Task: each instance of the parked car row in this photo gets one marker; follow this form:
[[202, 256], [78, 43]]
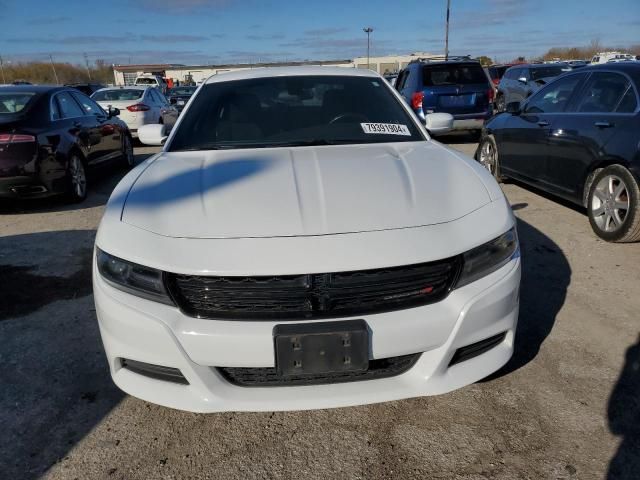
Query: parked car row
[[50, 137], [576, 137]]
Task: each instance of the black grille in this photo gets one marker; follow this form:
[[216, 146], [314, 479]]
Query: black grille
[[268, 377], [323, 295]]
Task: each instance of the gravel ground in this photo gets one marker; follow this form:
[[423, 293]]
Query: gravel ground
[[566, 407]]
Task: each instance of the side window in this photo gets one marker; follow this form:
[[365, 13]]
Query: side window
[[402, 79], [55, 110], [629, 102], [554, 97], [604, 92], [90, 107], [68, 106]]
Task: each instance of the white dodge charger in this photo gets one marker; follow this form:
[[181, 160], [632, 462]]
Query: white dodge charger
[[301, 242]]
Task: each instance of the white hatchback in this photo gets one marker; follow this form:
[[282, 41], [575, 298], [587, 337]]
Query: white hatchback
[[301, 231], [138, 105]]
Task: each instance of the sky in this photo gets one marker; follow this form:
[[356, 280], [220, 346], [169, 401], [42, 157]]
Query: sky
[[240, 31]]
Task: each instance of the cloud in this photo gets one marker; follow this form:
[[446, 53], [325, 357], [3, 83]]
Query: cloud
[[173, 38], [108, 39], [272, 36], [46, 20], [324, 31], [181, 6]]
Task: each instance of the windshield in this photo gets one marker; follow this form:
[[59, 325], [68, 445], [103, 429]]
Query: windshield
[[182, 91], [119, 95], [294, 111], [544, 72], [453, 74], [14, 102]]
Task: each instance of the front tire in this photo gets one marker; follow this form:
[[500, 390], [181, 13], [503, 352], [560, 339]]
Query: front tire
[[488, 156], [77, 179], [612, 205], [500, 103]]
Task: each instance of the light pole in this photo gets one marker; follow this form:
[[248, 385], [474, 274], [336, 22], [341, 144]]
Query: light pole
[[368, 31], [446, 35]]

Work request
Would you copy every line from the listing above that has the string "gets" in it?

Written response
Task: each instance of the parked car row in this photo gets one marker; follow this form:
Task: each instance of the black grille in this photo gets one marker; follow this form:
Task: each instance of the gravel ground in this photo gets one marker; follow this form:
Task: each instance of the side window in this photo gets one marker; follow this form:
Task: each instance of the white dodge charger in this photo gets one marker; follow this form:
Task: each instance of the white hatchback in this photo gets one marker; follow this form:
Task: each instance of the sky in this photo gets one marker; follow this form:
Task: each instance of the cloud in this photo gets one marker; follow this form:
Task: each instance of the windshield in this photo gets one marker; follow this form:
Task: each instance of the front tire in this photo gets one marker; follow this form:
Task: each instance of the light pole in this photo gets one marker; follow this form:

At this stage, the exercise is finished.